::: Given data

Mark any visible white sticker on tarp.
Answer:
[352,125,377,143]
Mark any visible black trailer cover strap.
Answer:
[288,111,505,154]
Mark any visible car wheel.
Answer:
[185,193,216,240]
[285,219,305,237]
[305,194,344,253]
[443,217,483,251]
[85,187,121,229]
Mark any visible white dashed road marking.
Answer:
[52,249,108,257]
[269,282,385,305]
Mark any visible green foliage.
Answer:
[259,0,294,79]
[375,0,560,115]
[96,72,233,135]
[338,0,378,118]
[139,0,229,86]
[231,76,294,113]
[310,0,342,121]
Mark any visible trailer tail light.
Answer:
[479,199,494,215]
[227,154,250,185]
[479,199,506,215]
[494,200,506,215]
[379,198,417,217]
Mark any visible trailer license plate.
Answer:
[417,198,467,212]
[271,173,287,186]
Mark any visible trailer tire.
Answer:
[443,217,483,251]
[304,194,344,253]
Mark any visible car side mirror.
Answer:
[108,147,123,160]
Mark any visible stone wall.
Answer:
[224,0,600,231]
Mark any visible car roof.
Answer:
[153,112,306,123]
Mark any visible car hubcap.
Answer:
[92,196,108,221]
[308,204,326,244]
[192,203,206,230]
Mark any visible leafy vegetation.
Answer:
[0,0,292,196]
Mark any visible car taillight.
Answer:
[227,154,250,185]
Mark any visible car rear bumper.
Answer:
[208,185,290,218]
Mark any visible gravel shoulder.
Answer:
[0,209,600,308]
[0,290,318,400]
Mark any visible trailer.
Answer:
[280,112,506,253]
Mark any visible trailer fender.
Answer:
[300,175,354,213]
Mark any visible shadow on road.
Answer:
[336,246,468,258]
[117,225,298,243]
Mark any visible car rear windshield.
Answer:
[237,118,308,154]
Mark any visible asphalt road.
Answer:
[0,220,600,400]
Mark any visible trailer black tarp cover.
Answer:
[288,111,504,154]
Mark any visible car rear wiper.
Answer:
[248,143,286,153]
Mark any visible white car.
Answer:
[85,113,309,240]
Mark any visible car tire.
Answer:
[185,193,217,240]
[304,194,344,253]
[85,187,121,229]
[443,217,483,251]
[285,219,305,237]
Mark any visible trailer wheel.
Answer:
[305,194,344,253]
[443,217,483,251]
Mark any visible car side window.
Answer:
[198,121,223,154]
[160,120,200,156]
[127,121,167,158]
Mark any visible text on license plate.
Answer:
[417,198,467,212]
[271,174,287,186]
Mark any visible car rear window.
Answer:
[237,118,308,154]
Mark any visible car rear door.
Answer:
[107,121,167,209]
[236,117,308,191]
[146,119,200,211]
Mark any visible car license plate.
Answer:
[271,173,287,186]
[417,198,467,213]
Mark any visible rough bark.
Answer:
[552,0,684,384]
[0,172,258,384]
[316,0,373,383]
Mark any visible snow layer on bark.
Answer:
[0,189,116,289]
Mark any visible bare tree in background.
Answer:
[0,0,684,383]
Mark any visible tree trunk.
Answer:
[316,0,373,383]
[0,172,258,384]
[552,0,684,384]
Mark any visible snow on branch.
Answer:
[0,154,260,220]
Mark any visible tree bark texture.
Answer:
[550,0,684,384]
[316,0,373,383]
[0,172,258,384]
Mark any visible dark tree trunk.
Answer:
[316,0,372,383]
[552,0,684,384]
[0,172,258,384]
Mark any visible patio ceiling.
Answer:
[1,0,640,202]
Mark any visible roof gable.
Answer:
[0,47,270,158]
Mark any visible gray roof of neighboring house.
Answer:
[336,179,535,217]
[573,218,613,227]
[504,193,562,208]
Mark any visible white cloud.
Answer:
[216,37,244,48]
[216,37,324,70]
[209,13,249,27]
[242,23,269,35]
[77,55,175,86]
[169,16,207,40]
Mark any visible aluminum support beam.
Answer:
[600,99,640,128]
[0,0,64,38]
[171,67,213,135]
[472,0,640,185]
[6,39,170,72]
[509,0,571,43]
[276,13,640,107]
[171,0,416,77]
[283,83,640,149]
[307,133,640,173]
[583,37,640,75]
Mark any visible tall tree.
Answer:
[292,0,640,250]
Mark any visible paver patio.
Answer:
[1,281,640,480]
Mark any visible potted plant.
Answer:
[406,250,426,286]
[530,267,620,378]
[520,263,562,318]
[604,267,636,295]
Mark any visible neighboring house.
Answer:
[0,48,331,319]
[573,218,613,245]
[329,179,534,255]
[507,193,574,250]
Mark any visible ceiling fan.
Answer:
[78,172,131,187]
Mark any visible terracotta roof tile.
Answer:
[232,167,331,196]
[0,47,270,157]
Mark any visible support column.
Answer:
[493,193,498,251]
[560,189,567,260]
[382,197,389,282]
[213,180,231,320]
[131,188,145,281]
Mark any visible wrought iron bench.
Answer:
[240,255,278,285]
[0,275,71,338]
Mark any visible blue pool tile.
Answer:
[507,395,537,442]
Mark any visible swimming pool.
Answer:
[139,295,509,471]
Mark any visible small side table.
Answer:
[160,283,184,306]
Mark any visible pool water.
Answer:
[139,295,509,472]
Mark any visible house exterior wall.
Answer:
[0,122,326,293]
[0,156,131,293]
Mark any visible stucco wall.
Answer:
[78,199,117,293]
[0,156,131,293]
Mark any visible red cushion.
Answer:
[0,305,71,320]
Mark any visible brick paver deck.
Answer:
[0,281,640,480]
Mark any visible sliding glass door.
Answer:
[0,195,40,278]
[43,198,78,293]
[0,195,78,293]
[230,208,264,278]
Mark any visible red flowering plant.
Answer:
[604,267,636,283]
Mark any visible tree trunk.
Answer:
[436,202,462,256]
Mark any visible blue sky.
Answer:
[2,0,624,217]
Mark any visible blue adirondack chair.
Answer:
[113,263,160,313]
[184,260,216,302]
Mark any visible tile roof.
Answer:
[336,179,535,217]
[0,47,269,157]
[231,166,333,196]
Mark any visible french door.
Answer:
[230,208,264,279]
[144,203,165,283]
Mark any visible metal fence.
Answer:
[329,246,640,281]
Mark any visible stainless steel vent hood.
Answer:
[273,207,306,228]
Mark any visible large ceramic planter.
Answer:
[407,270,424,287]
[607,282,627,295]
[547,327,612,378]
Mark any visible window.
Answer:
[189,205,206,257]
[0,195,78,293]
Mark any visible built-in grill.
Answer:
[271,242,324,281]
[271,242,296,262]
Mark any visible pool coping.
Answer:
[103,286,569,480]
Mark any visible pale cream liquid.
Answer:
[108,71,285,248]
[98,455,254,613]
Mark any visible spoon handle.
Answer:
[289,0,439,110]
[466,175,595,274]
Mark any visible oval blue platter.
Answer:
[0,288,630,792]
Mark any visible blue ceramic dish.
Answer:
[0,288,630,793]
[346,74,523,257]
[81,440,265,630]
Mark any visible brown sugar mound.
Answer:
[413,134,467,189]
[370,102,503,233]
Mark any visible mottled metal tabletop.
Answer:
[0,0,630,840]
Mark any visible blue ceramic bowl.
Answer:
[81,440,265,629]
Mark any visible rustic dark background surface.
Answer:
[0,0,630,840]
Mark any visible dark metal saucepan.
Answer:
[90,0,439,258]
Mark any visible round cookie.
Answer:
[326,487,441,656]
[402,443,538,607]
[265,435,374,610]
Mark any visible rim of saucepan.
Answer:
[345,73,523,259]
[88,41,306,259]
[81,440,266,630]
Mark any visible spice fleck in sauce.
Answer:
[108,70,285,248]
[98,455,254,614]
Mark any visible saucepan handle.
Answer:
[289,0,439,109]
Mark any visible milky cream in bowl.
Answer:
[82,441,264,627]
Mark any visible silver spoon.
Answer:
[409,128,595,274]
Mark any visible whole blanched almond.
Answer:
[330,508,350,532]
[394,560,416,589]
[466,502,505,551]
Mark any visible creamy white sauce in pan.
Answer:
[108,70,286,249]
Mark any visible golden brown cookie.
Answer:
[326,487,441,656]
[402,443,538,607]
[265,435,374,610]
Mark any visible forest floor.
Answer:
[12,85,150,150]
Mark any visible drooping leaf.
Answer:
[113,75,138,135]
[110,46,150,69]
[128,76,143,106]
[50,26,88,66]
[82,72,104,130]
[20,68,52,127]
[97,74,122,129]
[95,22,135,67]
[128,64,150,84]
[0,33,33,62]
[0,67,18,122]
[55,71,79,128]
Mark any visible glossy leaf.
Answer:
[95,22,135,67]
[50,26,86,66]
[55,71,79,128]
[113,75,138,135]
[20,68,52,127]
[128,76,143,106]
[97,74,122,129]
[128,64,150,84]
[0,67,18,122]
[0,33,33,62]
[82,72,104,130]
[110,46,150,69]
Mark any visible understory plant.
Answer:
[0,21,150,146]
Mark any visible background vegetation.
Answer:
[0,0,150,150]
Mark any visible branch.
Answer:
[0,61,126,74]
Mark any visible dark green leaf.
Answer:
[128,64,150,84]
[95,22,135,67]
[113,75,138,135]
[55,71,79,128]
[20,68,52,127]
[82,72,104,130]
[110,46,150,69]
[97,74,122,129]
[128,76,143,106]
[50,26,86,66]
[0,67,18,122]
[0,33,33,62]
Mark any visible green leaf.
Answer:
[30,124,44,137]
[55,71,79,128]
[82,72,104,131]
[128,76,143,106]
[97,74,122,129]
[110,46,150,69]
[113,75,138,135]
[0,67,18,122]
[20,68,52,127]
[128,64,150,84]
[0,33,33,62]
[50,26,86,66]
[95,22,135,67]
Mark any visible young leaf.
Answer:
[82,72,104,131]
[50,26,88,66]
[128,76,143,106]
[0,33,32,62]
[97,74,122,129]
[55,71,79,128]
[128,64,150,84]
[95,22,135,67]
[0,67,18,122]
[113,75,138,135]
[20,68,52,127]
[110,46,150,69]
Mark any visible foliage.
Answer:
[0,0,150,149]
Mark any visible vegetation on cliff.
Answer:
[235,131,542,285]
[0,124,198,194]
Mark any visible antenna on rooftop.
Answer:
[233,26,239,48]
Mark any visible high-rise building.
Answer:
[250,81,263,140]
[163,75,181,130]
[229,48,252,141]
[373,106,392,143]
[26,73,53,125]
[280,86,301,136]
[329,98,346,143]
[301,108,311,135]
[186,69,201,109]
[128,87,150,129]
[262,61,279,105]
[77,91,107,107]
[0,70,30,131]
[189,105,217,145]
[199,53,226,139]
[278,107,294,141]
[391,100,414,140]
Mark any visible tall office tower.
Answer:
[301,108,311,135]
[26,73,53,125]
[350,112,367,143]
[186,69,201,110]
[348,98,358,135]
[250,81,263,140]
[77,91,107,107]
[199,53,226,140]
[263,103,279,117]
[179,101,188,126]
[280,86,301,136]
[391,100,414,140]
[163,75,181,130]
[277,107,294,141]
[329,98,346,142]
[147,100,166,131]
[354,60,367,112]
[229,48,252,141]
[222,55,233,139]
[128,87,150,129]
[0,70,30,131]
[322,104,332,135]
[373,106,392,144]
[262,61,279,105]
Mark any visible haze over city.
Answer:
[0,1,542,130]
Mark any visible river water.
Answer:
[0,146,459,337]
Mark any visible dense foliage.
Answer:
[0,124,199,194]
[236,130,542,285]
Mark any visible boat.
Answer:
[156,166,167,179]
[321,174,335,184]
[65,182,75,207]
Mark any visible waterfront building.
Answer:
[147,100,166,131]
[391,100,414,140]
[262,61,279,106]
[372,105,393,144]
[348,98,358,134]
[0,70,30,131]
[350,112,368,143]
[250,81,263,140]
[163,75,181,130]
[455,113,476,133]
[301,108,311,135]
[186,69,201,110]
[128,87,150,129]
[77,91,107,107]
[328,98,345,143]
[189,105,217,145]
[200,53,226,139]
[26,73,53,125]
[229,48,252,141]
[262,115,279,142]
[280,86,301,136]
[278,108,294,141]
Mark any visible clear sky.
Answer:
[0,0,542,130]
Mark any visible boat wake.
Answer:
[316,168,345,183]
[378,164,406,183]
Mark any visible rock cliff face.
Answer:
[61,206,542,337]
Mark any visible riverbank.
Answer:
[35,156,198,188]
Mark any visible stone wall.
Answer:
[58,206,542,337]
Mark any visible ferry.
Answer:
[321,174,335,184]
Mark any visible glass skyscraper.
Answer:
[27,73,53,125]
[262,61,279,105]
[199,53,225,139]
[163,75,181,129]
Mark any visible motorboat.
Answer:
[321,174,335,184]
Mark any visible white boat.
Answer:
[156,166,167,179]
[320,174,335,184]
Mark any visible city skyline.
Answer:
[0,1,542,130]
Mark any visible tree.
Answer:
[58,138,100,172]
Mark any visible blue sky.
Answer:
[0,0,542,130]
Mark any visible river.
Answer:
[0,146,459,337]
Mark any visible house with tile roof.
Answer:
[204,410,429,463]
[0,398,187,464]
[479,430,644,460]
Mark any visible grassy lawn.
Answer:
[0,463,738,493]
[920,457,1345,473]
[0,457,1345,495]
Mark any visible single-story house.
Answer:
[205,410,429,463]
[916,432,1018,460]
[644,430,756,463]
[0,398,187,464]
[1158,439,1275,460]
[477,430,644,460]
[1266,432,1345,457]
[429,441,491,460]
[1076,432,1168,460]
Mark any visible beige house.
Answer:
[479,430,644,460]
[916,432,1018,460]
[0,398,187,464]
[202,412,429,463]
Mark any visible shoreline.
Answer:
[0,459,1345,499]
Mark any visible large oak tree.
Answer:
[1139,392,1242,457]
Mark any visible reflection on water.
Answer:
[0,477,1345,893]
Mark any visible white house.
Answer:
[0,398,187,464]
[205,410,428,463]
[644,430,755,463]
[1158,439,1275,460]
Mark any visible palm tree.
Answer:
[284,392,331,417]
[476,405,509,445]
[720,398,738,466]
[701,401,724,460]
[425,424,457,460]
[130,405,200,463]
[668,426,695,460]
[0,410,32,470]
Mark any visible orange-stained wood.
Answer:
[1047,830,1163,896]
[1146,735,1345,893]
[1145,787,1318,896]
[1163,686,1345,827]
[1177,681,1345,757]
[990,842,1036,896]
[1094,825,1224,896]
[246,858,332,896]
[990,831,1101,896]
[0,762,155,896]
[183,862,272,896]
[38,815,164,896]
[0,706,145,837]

::::::

■ What you should do ■
Starting at the line containing "Mark any visible car hubcap." and ending at the line containing "[0,47,270,158]", reproduce that stretch of the material with "rough bark" swapped for "coarse bark" and nothing else changed.

■ Full solution ■
Mark any visible car hubcap.
Answer:
[92,196,108,221]
[308,204,326,244]
[192,203,206,230]
Mark any visible leafy vegetation.
Answer:
[0,0,292,196]
Mark any visible car taillight.
Answer:
[227,154,250,185]
Mark any visible car rear bumper.
Answer:
[208,185,290,218]
Mark any visible gravel shoulder.
Answer:
[0,209,600,308]
[0,290,318,400]
Mark any visible trailer.
Answer:
[280,112,506,253]
Mark any visible trailer fender.
Answer:
[300,175,354,213]
Mark any visible shadow on road.
Answer:
[336,246,468,258]
[117,225,298,243]
Mark any visible car rear windshield.
Answer:
[237,118,308,154]
Mark any visible asphalt road.
Answer:
[0,220,600,400]
Mark any visible trailer black tarp cover.
Answer:
[288,111,504,154]
Mark any visible car rear wiper.
Answer:
[248,143,286,153]
Mark any visible white car.
Answer:
[85,113,309,240]
Mark any visible car tire.
Answer:
[185,193,217,240]
[304,194,344,253]
[85,187,121,229]
[443,217,483,251]
[285,219,305,237]
Mark any visible trailer wheel.
Answer:
[305,194,344,253]
[443,217,483,251]
Mark any visible car side window.
Answer:
[198,121,223,154]
[160,120,200,156]
[127,121,167,158]
Mark any visible text on license plate.
Answer:
[417,198,467,212]
[271,174,287,186]
Mark any visible car rear window.
Answer:
[237,118,308,154]
Mark any visible car rear door.
Answer:
[107,121,167,209]
[236,117,308,191]
[146,119,200,211]
Mark any visible car license plate.
Answer:
[271,173,287,186]
[417,198,467,213]
Mark any visible coarse bark.
Answer:
[552,0,684,384]
[0,172,258,384]
[316,0,373,383]
Mark any visible snow layer on bark.
Answer:
[0,189,116,289]
Mark any visible bare tree in background.
Answer:
[0,0,684,383]
Mark any visible tree trunk.
Answer:
[316,0,373,383]
[0,172,258,384]
[552,0,684,384]
Mark any visible snow on branch.
Answer:
[0,154,260,220]
Mark any visible tree bark texture.
Answer:
[550,0,684,384]
[316,0,373,383]
[0,172,258,384]
Mark any visible dark tree trunk.
Answer:
[316,0,372,383]
[552,0,684,384]
[0,172,258,384]
Mark any visible patio ceiling.
Answer:
[1,0,640,202]
Mark any visible roof gable.
Answer:
[0,47,270,158]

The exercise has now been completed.